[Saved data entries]
-------------------------
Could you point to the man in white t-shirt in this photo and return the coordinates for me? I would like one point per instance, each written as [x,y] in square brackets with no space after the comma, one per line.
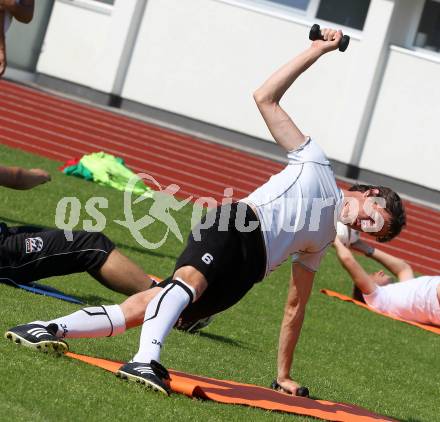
[412,298]
[236,245]
[23,11]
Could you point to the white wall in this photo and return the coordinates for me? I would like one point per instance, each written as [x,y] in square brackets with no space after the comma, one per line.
[204,58]
[404,139]
[85,41]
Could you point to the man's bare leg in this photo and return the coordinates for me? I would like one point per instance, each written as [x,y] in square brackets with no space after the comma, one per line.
[122,275]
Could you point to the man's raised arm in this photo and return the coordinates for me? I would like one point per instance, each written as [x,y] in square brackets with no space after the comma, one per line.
[268,96]
[2,43]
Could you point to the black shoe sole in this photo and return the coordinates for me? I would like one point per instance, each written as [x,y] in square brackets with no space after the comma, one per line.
[48,346]
[149,384]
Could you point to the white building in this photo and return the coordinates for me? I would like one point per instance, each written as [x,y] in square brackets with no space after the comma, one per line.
[195,63]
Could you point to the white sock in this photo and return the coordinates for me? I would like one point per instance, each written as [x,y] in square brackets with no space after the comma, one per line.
[95,321]
[160,316]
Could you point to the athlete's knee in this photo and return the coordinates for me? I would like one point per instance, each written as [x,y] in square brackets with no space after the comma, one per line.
[192,277]
[134,307]
[101,241]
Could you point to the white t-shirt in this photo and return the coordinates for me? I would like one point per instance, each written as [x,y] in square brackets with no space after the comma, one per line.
[414,300]
[298,208]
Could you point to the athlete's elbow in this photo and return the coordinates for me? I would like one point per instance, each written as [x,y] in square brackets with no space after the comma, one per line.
[261,96]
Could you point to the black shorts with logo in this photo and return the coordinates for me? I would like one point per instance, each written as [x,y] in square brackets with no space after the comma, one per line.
[31,253]
[232,261]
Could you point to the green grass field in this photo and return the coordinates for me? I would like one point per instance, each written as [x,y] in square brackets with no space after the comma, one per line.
[345,353]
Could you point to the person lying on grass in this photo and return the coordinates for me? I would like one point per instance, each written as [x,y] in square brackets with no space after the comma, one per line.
[236,245]
[21,10]
[29,253]
[407,297]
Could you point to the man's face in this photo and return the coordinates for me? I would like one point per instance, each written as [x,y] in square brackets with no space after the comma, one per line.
[367,213]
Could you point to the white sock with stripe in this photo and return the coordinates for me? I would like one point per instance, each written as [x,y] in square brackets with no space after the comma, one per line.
[160,316]
[94,321]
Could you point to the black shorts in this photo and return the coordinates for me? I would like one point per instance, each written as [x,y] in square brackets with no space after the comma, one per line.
[232,261]
[30,253]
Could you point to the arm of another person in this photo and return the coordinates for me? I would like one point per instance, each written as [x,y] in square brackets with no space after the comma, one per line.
[22,179]
[2,43]
[400,268]
[359,276]
[299,292]
[268,96]
[22,10]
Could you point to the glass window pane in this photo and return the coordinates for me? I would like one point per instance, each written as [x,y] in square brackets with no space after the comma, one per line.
-------------------------
• YOUR TASK
Exactly as written, reproduce all of the entries while dropping the pictures.

• TASK SOLUTION
Could you point to the man in white t-shirt in this photo and return the coordinates for me? I would like one point per instance, each written as [x,y] in square brackets with no space after the comma, one per line.
[412,298]
[236,245]
[23,11]
Could you point to the white wall in this photo and return the coordinates for me? I would like one point per instance, each written as [x,y] in square brackets with no space after the comma, one per line.
[204,58]
[404,139]
[85,41]
Could you point to the man's bare leg in this photo and return the coordinates for me? I would like one point per instance, each written as [x,y] in square brackets with no space after the comma, one per line.
[122,275]
Could you point to the man's raised arm in this photo and return the coordinates for me? I would like one point per instance, each written as [x,y] in square brackets with no space after the comma, one per line.
[268,96]
[2,43]
Could you point to the black shoe sole in this photo and return the coordinates for me? I would like one point per instance, each written as [x,y] in square brackets with no space after the comma, one per line.
[48,346]
[149,384]
Could you point to the white building in this photo and return the coordinates for me? I would like one point per instance, each written as [x,y] in square brackets with no space after the comma, one per line.
[195,63]
Could you point to the white sock in this photo and return the coordinates for me? I would like one point per instance, each written as [x,y] in square brackets with no space after the comma, one per line.
[95,321]
[160,316]
Could you point to the athlete's knee in this photo and return the coordinates for me? I would like one point per instance, each written as [x,y] in square brackets with no space after the comma, one per line.
[192,277]
[134,307]
[101,241]
Could you point to the white t-shirt in this photo and return the coordinates for me? I would like one point per instance, each written as [x,y] in square brackets with no space after the comma, one per line.
[414,300]
[298,208]
Could you point to the athlete's elbow in this photo and return the coordinates for me? I would like one point per instance, each written as [x,y] in square brackets with no space after the comma, one per line.
[261,96]
Could you point to the black shorts with logo in this photo and return the coordinates for me? I would like one point per instance, each written as [x,y] in square brackets with no space after the comma, one per line.
[31,253]
[232,261]
Could you point to the green grass field in this photo and return the coordinates for me? I would like one point per instance, each written as [x,y] in square brackets with no space after the comma, one per line.
[345,353]
Could you point to the person lying on grass in this photo and return the coordinates for me? I would like one point per instance, each written as [x,y] in square brackets with no space after the comma, one per line.
[236,245]
[21,10]
[29,253]
[407,297]
Could you point to the man's face in this photo and return the coordinates for me? I would like one point per instance, each written as [x,y] in square brackets with no space after the comma, one per line.
[367,213]
Could you point to the white sock with stripe in this photo and return the coordinates for me? I would like one point per instance, each written as [x,y] in square brackets with no space after the comma, one per line.
[160,316]
[94,321]
Could you point to the black shorts in this photo and return the coordinates for me? I would like one point per instance, each written as [x,y] in square brackets with no space after the comma, one per line.
[232,261]
[30,253]
Could you point to the arm of another person in this photo and return the coordinates for me? I would like one point per instance, each written as [x,y] in square brackets with no space after the comma, one per line.
[22,179]
[2,43]
[400,268]
[359,276]
[299,292]
[268,96]
[22,10]
Could you point to the glass window pane in this photo and return the coordinates for me? I would like one point per instance, each written as [x,y] in square brackets with no space after the comma, one per line.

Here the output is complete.